EXERCISE TEXT

There are no pertaining laws with regard to euthanasia in India. But the courts recognize the case of passive euthanasia. In a recent case, it was held that ‘right to die with dignity’ is a fundamental right of a person. It can be availed by the patients who are on the verge of support systems of incurable diseases, prolonged diseases that have no recovery or have reached a permanent vegetative state of no recovery. It is also applicable for the patients who have supported life on the external instruments and machines. Only in such cases the passive euthanasia can be given on the order.

The situation arose after a lot of resistance. Earlier passive euthanasia was also viewed as illegal. The doctors condemned the practice of unethical medical practice. The word euthanasia came under the purview of exception 5 of section 300 in the IPC depicting the ‘intention’ required requisite to practice voluntary death. The euthanasia in India has been now a case of voluntarily practiced conditions under speculated supervision of the legislation. As seen earlier, the condition was completely a liable one for culpable homicide not amounting to murder and punishable under section 304 of the IPC.

TASKS TO COMPLETE
1. Please say whether each statement below agrees with the text on euthanasia in India, answering yes or no and quoting the deciding words. (a) India has specific laws on euthanasia. (b) A recent case held that the right to die with dignity is a fundamental right. (c) Passive euthanasia was once considered legal.
2. Carry on the text on euthanasia in India, starting after its final sentence.

DATASET EXCERPTS
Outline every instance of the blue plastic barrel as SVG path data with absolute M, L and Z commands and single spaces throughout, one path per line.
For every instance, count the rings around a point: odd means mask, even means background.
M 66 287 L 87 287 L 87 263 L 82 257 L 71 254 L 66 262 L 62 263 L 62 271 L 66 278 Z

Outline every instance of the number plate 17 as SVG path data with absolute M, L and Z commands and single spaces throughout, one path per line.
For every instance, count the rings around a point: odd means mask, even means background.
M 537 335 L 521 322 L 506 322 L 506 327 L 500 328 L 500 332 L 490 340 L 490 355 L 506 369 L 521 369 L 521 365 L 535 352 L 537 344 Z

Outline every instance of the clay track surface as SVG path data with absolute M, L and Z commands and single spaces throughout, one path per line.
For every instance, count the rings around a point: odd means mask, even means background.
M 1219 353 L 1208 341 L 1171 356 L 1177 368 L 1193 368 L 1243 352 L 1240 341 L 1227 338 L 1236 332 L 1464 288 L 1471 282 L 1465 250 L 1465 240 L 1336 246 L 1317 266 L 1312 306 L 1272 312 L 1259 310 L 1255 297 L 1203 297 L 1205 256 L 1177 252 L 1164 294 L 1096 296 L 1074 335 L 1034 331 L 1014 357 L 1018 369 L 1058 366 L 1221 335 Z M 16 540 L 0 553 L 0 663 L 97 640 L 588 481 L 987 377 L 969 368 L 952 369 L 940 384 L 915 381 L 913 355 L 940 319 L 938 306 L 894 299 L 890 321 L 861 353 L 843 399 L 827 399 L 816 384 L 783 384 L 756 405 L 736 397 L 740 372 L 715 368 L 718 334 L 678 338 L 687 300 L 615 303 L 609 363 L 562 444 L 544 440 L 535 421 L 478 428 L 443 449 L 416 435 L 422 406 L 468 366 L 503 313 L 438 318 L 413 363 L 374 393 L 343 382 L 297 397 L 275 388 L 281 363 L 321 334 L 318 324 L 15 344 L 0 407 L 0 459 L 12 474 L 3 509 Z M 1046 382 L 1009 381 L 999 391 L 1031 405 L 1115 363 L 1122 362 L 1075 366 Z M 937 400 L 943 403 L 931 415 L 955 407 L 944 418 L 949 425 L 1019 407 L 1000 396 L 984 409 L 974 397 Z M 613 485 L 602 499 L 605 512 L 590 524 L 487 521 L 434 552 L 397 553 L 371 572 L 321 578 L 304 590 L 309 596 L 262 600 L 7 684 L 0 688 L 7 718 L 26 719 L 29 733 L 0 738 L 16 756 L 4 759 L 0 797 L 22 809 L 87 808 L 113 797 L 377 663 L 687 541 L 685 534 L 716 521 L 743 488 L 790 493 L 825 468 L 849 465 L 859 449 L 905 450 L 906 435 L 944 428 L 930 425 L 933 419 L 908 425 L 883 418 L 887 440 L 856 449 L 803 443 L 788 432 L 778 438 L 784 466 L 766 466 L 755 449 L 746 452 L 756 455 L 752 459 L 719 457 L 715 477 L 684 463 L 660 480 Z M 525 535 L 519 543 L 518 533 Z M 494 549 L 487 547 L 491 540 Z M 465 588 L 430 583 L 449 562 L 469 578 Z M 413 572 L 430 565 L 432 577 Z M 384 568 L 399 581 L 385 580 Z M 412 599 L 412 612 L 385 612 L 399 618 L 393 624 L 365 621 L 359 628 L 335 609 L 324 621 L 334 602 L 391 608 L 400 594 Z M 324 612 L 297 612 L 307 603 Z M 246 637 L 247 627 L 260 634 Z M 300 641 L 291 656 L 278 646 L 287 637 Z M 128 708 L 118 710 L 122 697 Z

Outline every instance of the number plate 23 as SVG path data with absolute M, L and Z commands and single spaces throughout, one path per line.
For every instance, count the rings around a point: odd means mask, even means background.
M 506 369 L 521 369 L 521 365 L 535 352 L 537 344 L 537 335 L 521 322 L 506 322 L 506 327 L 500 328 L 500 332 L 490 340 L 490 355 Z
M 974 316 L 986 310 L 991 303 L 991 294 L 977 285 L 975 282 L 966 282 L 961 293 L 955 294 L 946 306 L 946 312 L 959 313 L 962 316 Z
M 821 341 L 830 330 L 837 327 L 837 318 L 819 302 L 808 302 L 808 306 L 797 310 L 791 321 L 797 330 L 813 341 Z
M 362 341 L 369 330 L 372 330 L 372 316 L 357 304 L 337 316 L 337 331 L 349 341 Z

ANSWERS PER TASK
1.
(a) No: "There are no pertaining laws with regard to euthanasia in India."
(b) Yes: "it was held that ‘right to die with dignity’ is a fundamental right of a person"
(c) No: "Earlier passive euthanasia was also viewed as illegal."

2.
The case that overturned the future was Aruna Ramachandra Shaunbag vs. Union of India. This case was a landmark one that held the situation in favor. In 1973, Aruna Shaunbag, a nurse in the KEM hospital of Mumbai was assaulted by a co-worker. He was gaged by the same person when she threatened to complain about the actions. The oxygen cut off to her brain eventually led to blindness, deafness, and complete paralysis. Until the 2011 judgment, that sparked a rage of debates across the country, she had been surviving on life support ventilator. However, the vegetative state of Aruna started deteriorating, Even the professionals found it difficult to convince the lordships for the legislation regarding the legal practice of euthanasia. Unless in 2010, the Supreme Court responded to the plea filed by Aruna’s lawyer and in 2011 gave the verdict that passive euthanasia is not illegal.

The law commission has recommended the legalization of euthanasia, in the 241st Report. The court has recognized the use of passive euthanasia. Active euthanasia is still deemed to be inappropriate. The courts are of the view that a person, or here, a doctor cannot be punished for not saving the patients. However, since the act included the positive part of the offender, it still has the omission of necessary duties wherein the doctor is liable.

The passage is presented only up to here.